- _Text to read_:
....................

[In my attempt to push my own thinking, I’m continuing to unpack in writing some of the things that I say a lot. I always say that I want SLA kids to be “thoughtful, wise, passionate and kind” — and I do — so I thought it was a good idea to take those words apart a bit. This is part four. Thoughtfulness, Teach Wisdom and Teach Passion were the first three parts.]
“Hello babies. Welcome to Earth. It’s hot in the summer and cold in the winter. It’s round and wet and crowded. On the outside, babies, you’ve got a hundred years here. There’s only one rule that I know of, babies-“God damn it, you’ve got to be kind.”
— Kurt Vonnegut, God Bless You Mr. Rosewater
High school is not structured to teach kindness.
There is almost nothing about the traditional high school structure that would encourage kids to believe that the adults value kindness. Think about it. The factory model of education that persists in most American high schools are designed to limit meaningful human interaction, not create it.
- 40-50 minute classes
- Students seeing up to seven or eight teachers a day
- Students having different students in every class
- 100 point grading scales and class ranks that encourage students to compete against one another
- No longitudinal relationships between students and teachers, so there are few opportunities aside from extra-curriculars for teachers and students to know one another over time.
- Little to no time for meaningful collaboration among the adults
So much of the current overarching structure of high school is fundamentally individualistic, isolating and solipsistic. What’s incredible is that most teachers went into the profession because on some fundamental level, they care about kids. And without a doubt, individual teachers in schools all over the world inspire students with their acts of kindness despite being in a system that discourages rather than encourages kindness as an institutional value.
That has to change.

....................

- _Dataset entries_:
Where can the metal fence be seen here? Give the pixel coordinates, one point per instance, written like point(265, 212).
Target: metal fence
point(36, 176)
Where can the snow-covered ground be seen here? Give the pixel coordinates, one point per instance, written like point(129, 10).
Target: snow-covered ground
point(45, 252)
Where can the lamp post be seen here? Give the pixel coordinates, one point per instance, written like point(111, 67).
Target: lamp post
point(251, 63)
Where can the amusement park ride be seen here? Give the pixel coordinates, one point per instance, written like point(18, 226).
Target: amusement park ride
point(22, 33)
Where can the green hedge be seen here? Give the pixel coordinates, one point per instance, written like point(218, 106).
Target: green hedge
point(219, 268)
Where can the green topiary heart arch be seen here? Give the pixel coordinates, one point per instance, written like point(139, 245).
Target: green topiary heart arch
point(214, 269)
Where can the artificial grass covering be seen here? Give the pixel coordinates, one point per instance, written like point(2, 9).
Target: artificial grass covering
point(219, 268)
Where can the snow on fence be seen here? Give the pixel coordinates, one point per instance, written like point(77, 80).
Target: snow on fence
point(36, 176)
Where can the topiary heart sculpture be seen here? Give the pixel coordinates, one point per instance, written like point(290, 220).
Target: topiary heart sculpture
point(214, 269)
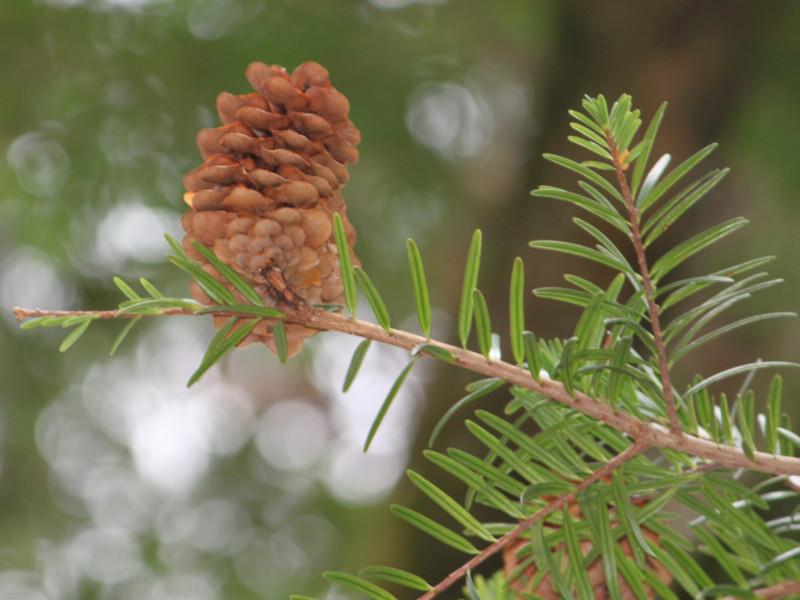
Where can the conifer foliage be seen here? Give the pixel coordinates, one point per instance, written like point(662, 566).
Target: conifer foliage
point(605, 477)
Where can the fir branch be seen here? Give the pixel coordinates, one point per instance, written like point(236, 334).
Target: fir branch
point(652, 307)
point(524, 524)
point(651, 434)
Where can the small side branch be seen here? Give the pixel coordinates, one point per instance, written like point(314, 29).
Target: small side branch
point(775, 592)
point(653, 308)
point(512, 535)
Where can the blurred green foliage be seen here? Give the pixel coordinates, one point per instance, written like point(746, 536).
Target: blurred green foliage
point(116, 482)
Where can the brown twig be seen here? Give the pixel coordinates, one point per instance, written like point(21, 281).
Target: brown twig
point(653, 308)
point(524, 524)
point(774, 592)
point(648, 433)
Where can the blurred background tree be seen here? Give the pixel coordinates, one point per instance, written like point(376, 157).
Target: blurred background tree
point(117, 482)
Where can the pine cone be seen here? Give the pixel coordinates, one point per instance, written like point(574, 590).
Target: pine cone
point(264, 199)
point(545, 588)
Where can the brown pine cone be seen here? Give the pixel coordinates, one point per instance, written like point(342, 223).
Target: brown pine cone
point(545, 588)
point(264, 199)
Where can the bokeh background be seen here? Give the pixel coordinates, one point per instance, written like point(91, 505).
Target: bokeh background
point(116, 481)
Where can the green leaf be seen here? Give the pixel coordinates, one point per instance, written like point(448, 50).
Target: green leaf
point(715, 548)
point(646, 145)
point(37, 322)
point(516, 310)
point(126, 289)
point(489, 386)
point(565, 371)
point(281, 344)
point(589, 134)
point(590, 146)
point(474, 481)
point(155, 305)
point(245, 309)
point(218, 293)
point(747, 368)
point(388, 402)
point(695, 572)
point(470, 282)
point(583, 252)
point(532, 356)
point(662, 219)
point(729, 591)
point(556, 487)
point(528, 470)
point(632, 573)
point(75, 334)
point(685, 346)
point(545, 561)
point(499, 479)
point(355, 364)
point(231, 276)
point(221, 343)
point(676, 175)
point(435, 351)
point(420, 288)
point(433, 529)
point(150, 288)
point(605, 539)
point(780, 559)
point(471, 589)
point(601, 209)
point(345, 264)
point(374, 299)
point(360, 585)
point(692, 246)
point(652, 179)
point(397, 576)
point(630, 524)
point(450, 506)
point(773, 414)
point(605, 242)
point(122, 334)
point(581, 169)
point(532, 445)
point(483, 325)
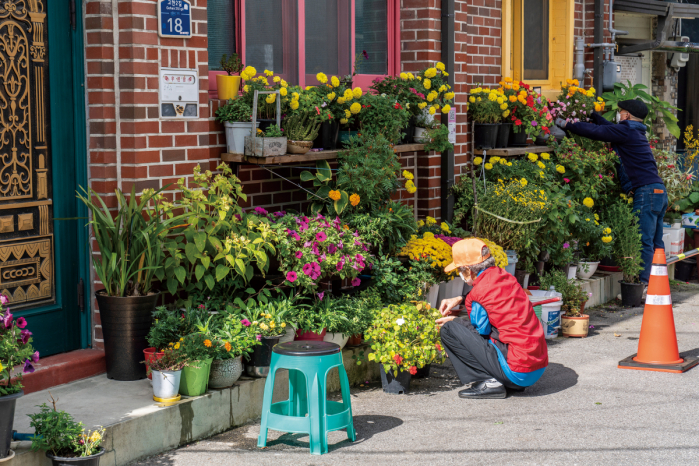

....................

- _Given task 1_:
Which features of the traditional high school structure does the essay on kindness list as bullet points?
- _Given task 2_:
In the records, change "pine cone" to "fir cone" in everything from the line containing "Where can the brown twig" down to the line containing "point(116, 481)", and return only those lines.
The essay on kindness and the records come from unrelated sources.

- _Final result 1_:
- 40-50 minute classes
- Students seeing up to seven or eight teachers a day
- Students having different students in every class
- 100 point grading scales and class ranks that encourage students to compete against one another
- No longitudinal relationships between students and teachers, so there are few opportunities aside from extra-curriculars for teachers and students to know one another over time.
- Little to no time for meaningful collaboration among the adults

- _Final result 2_:
Where can the brown twig be seen here? Give the pixel coordinates, one point per instance, written like point(21, 281).
Target: brown twig
point(653, 308)
point(524, 524)
point(774, 592)
point(648, 433)
Where can the blurred background tree be seen here? Give the pixel coordinates, one point per instance, written like point(376, 157).
Target: blurred background tree
point(117, 482)
Where can the fir cone be seen here? Give the pixel coordinates, one point per instance, written like point(574, 590).
Target: fir cone
point(264, 199)
point(545, 588)
Where can the brown fir cone be seen here? Give the pixel coordinates, one point per instance, written like point(342, 223).
Target: brown fir cone
point(545, 588)
point(264, 199)
Where can the bokeh background be seen here? Give the pixel coordinates, one point per instance, written like point(91, 505).
Target: bokeh background
point(116, 481)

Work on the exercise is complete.